BEGIN SUPPLIED ENTRIES

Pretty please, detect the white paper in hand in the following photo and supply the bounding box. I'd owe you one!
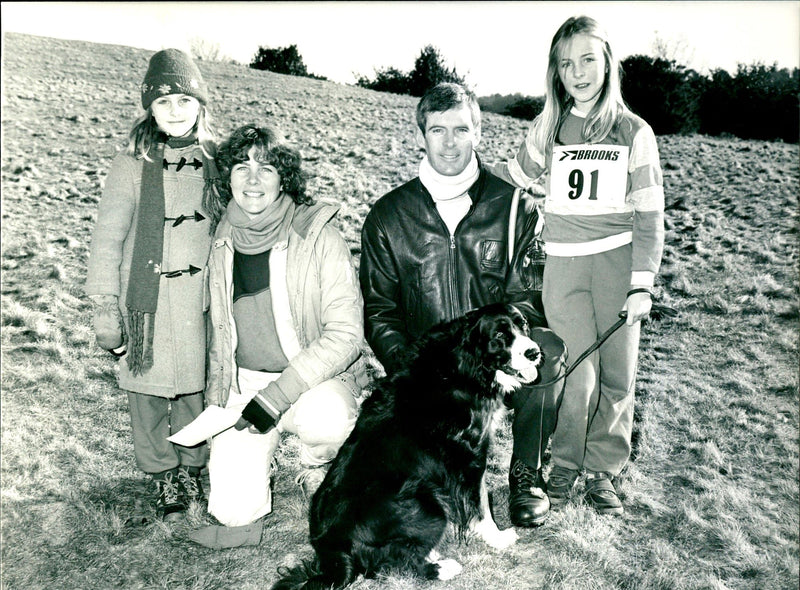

END SUPPLIED ENTRIES
BEGIN SUPPLIED ENTRIES

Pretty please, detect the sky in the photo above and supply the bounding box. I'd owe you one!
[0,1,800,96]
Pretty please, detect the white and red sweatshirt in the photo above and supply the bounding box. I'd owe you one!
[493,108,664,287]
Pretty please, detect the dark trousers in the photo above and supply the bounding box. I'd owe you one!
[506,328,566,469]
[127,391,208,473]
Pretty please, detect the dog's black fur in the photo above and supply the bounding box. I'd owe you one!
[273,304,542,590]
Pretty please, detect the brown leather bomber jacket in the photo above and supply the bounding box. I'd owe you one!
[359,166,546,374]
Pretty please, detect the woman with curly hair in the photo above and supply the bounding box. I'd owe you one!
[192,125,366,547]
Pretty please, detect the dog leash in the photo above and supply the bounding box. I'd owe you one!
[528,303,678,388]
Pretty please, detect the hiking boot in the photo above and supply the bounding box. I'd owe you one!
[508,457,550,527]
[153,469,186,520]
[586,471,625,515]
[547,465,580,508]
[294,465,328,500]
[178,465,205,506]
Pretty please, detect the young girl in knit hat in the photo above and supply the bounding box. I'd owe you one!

END SUPPLIED ENTRIES
BEGIN SUPPLIED ENTRIES

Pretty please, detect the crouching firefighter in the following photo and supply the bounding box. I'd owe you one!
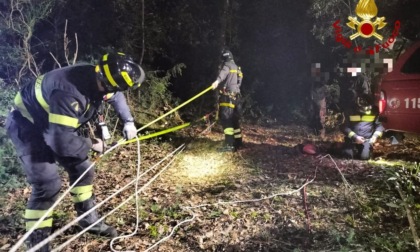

END SUPPLIED ENTRIES

> [WHAT TO WORK ON]:
Update everything from the line with "Pretty please, detect the brown" down to the line with "[528,303,678,388]" by changing "curly hair" to "wavy hair" and leaving the rest untouched. Return only those lines.

> [EXERCISE OUTPUT]:
Pretty please, detect the brown leather bomber jacket in the photo above and supply the bounding box. I'd owe you one!
[359,166,546,374]
Pretty please, detect the woman with wavy hair in the photo above and supply the bounding box. I'd owe you one!
[192,125,366,547]
Pretty please, detect the dog leash in the photo above and supply the bounding box. I'd owe you one!
[528,303,678,388]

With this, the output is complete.